··· Listed entries

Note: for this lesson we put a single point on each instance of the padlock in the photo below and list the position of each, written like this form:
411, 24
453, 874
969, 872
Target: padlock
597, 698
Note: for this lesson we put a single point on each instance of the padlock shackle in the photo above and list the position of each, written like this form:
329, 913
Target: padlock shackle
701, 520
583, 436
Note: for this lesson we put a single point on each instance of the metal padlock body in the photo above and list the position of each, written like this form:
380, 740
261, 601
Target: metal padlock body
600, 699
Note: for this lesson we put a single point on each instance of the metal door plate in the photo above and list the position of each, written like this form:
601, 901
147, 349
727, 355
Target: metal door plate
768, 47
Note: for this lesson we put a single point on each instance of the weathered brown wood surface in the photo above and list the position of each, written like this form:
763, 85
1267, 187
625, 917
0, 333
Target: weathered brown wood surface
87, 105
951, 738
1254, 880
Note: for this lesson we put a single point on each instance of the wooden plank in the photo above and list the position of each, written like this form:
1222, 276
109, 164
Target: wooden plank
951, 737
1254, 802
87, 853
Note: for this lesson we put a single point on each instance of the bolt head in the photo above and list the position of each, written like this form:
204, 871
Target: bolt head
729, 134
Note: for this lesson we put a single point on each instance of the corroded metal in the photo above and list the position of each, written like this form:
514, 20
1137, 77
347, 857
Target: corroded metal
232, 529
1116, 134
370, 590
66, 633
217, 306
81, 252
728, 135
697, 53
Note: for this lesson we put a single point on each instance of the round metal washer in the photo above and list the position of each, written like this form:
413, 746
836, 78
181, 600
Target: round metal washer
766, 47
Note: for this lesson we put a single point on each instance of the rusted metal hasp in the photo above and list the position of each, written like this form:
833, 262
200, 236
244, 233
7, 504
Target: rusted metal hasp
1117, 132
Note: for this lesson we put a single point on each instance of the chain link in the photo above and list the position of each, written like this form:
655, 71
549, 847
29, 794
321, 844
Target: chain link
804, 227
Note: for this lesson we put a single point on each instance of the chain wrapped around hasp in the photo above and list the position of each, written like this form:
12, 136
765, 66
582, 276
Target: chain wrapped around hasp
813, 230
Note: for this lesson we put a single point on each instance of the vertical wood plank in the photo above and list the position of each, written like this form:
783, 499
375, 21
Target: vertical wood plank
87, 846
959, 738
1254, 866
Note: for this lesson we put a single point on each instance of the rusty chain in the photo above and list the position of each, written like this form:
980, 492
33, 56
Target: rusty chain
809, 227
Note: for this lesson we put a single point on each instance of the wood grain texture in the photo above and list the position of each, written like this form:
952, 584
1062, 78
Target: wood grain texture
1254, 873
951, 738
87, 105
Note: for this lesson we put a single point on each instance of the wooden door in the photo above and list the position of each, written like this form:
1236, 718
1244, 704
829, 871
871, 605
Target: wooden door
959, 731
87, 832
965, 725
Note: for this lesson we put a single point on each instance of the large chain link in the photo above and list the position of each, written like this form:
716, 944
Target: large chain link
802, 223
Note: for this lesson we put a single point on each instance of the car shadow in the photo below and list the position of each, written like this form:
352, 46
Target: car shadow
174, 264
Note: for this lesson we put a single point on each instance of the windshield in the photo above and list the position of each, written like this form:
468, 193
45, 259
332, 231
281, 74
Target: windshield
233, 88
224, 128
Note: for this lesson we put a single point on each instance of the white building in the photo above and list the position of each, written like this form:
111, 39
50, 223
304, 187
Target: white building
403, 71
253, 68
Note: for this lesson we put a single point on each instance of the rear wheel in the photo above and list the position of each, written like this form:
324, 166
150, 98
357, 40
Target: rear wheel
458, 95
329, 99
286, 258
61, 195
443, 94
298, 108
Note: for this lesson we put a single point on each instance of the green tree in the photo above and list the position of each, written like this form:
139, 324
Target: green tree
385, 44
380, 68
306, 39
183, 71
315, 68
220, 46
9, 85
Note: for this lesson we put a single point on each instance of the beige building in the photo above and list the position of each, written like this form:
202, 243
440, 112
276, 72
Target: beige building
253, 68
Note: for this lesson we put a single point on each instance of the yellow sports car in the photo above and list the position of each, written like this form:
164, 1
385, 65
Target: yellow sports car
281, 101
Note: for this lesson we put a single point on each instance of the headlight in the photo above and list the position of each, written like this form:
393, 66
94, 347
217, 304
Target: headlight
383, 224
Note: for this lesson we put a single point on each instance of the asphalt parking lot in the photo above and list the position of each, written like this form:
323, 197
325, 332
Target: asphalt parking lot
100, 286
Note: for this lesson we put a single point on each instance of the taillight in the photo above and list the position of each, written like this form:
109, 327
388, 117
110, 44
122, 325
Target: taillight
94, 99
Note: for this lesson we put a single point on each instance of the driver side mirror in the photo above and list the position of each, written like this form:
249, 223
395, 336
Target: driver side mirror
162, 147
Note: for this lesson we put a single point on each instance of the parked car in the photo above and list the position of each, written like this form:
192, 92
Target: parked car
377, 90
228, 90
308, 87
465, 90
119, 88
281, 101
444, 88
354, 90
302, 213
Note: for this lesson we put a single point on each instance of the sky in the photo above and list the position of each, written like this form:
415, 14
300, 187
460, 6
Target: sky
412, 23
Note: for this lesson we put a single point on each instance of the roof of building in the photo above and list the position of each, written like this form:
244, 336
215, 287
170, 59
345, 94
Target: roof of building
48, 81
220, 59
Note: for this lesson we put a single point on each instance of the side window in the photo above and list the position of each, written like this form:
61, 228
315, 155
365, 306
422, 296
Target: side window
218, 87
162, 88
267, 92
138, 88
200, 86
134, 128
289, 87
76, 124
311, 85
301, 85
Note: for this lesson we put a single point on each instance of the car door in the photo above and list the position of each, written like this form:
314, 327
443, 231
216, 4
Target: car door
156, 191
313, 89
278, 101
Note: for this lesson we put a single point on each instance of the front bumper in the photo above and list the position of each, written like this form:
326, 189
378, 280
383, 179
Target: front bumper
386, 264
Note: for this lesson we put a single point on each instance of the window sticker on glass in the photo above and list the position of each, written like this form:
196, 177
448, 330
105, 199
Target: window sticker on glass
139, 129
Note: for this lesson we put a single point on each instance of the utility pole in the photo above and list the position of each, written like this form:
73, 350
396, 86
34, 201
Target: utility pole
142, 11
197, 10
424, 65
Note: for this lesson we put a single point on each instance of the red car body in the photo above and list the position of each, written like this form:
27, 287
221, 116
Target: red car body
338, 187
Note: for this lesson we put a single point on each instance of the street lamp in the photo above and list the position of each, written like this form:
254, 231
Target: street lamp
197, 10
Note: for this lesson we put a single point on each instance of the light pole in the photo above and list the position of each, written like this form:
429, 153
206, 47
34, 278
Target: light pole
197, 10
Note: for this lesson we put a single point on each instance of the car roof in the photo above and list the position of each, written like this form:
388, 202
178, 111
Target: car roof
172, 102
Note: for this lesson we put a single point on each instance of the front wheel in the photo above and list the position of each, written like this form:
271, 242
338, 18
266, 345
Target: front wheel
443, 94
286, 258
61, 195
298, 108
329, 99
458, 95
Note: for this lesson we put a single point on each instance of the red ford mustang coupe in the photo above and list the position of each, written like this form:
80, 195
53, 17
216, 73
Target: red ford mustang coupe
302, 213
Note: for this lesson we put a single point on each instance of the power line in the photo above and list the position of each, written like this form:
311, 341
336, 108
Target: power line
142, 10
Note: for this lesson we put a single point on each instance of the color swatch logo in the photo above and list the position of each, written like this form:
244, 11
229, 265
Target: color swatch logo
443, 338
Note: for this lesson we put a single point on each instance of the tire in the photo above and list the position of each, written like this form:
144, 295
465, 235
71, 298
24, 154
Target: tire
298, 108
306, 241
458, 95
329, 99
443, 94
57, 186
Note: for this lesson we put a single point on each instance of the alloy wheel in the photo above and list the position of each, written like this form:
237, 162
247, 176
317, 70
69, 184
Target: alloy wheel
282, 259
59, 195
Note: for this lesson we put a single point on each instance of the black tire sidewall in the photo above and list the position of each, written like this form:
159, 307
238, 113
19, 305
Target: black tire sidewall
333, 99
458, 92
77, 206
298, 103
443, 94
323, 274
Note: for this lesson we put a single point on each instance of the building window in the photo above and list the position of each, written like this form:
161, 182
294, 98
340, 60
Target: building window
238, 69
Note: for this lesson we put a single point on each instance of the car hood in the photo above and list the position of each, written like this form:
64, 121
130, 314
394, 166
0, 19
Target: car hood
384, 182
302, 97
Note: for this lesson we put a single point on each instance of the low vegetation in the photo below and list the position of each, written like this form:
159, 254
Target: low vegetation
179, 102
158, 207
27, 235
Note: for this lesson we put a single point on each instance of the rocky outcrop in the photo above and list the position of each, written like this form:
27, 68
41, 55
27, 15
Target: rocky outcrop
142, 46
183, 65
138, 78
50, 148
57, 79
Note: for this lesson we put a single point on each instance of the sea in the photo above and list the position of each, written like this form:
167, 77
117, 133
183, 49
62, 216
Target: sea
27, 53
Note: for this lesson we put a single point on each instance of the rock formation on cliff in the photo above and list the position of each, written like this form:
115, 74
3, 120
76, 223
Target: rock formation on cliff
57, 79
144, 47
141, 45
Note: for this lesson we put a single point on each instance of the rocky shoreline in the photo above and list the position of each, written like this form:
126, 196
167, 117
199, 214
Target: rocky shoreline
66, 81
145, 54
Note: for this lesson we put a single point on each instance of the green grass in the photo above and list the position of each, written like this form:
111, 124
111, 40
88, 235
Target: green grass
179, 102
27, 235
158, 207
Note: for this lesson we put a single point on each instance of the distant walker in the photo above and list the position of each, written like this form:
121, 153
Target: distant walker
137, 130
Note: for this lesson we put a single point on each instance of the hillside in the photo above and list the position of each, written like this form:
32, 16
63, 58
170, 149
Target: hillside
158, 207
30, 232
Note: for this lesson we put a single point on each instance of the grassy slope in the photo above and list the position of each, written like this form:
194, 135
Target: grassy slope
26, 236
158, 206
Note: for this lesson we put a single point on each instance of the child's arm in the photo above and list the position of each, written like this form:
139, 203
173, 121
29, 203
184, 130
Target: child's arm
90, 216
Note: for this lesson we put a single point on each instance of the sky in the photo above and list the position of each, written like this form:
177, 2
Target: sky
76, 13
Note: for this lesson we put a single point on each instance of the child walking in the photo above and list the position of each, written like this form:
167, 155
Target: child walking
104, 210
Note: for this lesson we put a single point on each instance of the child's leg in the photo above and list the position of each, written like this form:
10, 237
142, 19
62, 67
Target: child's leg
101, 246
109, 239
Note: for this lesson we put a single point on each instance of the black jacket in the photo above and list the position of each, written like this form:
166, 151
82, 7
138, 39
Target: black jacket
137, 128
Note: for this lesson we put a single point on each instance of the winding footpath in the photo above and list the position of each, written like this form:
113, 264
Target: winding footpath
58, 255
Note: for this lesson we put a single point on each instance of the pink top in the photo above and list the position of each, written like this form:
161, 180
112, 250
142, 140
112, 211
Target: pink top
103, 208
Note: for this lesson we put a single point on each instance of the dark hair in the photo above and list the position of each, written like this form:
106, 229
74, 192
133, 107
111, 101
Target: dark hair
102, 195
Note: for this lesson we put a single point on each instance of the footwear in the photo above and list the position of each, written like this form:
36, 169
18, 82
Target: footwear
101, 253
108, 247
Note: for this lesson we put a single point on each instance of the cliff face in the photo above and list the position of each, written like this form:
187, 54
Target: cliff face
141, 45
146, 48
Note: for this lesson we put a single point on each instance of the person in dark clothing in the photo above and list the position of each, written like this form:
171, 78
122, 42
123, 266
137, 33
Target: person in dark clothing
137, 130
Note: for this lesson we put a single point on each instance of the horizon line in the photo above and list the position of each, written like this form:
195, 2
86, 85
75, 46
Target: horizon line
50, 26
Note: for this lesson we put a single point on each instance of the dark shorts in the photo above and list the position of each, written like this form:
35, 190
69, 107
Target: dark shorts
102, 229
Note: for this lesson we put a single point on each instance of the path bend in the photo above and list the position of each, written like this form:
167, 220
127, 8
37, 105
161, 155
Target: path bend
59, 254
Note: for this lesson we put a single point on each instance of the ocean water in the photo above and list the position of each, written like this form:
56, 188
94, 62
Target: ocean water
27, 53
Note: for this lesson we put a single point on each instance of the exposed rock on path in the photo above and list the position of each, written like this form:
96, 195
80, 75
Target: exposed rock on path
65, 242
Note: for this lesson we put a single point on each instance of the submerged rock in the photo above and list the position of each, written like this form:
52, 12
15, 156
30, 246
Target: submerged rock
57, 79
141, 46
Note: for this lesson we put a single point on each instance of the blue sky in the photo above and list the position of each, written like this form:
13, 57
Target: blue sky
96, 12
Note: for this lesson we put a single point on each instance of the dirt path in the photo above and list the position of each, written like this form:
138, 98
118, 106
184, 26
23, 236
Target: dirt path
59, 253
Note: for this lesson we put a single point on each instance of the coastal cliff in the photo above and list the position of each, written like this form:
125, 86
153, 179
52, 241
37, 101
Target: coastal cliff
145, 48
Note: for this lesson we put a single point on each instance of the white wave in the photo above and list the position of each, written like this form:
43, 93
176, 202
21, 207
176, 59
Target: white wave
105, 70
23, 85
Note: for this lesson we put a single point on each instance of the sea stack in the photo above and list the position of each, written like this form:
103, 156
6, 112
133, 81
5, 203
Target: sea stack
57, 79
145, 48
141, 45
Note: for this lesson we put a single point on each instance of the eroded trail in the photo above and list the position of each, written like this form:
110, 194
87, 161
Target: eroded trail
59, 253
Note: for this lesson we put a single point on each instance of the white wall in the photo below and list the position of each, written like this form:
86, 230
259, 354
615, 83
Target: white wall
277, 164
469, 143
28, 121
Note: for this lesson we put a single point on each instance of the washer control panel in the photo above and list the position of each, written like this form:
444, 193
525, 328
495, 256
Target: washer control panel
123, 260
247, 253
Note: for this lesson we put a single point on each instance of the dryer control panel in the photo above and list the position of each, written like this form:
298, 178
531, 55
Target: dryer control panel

······

**Set task:**
Repeat, without changes, every line from the one that contains "the white wall" through the final line of the data.

**Expected output:**
Note: for this lesson we put a single point on each instance of the white wall in the photo below and list the position of each, written like this form:
86, 230
259, 354
615, 83
Target: white wall
277, 164
469, 143
28, 121
Note: for this lesson we put a single point on each instance of the washer control panel in the photo above and list the position of each, written like this form:
444, 193
525, 328
495, 256
Target: washer control panel
123, 260
247, 253
Note: for this lesson we put a single point on each instance of the dryer control panel in the photo above and list the position of each, written like this form:
298, 178
531, 55
Target: dryer control panel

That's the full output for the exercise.